# start of RECORDS FOR PROCESSING
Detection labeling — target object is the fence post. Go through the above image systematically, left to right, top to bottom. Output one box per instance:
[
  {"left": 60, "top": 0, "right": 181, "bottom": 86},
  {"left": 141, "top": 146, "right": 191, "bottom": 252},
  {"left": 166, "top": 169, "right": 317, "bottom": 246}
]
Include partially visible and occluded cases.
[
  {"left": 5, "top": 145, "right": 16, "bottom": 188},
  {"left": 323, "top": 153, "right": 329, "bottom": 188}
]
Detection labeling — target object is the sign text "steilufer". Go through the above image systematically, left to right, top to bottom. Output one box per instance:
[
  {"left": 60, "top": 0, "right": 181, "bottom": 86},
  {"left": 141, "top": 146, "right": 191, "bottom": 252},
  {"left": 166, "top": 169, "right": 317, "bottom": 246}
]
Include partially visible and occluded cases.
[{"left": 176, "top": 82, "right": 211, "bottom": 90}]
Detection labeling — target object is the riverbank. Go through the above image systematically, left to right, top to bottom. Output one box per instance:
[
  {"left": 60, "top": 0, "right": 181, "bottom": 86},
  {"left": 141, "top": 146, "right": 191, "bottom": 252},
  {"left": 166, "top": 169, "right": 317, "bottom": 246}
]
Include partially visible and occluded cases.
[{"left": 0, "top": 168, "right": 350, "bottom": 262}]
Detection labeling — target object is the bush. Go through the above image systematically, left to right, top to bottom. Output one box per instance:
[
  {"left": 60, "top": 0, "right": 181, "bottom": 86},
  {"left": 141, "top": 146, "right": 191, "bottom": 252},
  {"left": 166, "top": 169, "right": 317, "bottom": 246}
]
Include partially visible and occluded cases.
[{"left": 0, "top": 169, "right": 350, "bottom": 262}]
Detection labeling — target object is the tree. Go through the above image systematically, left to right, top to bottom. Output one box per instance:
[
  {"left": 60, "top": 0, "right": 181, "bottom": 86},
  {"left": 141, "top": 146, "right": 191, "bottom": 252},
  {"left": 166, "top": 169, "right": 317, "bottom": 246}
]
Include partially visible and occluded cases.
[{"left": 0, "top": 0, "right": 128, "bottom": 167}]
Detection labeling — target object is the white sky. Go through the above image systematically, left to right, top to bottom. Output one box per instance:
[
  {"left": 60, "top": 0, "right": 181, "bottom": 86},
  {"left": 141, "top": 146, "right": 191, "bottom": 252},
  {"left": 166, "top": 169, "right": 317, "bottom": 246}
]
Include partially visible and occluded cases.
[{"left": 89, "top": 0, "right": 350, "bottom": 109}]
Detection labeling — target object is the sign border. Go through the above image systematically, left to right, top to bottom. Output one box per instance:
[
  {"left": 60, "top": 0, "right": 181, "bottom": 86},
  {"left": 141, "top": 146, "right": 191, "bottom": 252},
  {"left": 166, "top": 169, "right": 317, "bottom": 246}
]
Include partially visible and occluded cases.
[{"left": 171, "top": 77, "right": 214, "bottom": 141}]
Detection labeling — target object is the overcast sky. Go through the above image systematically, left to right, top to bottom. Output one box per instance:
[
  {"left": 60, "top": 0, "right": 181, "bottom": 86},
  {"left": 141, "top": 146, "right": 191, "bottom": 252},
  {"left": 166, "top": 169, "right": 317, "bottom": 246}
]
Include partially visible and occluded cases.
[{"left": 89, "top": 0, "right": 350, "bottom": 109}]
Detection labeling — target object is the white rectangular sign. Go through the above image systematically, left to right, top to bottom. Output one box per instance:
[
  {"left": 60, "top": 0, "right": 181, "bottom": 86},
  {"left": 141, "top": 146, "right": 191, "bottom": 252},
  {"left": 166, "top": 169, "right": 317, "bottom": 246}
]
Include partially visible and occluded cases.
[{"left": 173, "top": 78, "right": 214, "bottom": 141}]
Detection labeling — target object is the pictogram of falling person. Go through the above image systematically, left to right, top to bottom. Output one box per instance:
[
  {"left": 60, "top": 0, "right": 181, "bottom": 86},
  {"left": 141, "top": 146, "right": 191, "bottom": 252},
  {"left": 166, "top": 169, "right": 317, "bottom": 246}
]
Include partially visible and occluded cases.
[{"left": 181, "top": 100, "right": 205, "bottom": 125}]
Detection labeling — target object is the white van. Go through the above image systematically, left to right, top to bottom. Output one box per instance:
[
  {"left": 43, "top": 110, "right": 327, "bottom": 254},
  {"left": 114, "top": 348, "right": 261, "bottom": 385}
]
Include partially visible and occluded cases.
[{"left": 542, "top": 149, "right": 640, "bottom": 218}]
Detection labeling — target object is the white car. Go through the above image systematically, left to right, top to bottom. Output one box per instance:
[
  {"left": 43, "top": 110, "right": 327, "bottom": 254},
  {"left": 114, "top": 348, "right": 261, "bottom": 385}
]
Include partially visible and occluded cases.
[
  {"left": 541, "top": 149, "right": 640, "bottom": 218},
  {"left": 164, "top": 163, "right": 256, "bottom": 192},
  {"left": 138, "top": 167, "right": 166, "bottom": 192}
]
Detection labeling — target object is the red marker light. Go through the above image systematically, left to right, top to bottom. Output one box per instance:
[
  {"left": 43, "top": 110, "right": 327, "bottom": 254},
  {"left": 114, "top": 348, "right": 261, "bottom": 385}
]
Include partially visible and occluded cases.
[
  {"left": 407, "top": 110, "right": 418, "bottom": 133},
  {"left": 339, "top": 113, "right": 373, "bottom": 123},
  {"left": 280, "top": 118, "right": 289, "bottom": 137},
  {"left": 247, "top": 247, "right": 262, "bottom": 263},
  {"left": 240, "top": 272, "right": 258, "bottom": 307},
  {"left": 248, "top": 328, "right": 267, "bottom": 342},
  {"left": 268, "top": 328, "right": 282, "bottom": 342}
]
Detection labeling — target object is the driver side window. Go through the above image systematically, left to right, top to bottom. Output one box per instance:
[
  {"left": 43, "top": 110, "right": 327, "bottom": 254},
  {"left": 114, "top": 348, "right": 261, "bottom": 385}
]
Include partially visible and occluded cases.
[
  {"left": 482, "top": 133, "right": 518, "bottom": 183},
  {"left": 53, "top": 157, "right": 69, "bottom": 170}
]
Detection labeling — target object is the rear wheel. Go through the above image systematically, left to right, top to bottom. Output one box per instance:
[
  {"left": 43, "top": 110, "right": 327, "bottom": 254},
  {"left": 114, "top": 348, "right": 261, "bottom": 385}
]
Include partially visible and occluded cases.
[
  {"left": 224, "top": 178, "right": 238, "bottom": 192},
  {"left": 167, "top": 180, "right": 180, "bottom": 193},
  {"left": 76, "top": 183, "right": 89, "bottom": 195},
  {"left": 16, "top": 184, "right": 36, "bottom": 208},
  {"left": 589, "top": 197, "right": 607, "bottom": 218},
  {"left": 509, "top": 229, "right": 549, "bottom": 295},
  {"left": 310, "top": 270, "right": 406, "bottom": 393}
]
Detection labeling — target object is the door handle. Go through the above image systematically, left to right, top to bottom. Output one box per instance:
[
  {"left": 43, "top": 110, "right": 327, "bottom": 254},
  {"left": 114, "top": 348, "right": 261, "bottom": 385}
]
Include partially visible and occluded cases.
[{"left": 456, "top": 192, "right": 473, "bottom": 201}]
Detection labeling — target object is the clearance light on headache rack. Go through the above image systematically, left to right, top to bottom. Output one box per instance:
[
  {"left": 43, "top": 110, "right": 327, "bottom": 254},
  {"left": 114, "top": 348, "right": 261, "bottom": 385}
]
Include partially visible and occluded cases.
# end of RECORDS FOR PROCESSING
**DO THIS:** Count the lines in the entries above that contain the word "light" and give only that number.

**ANSWER TO THE EXERCISE:** 2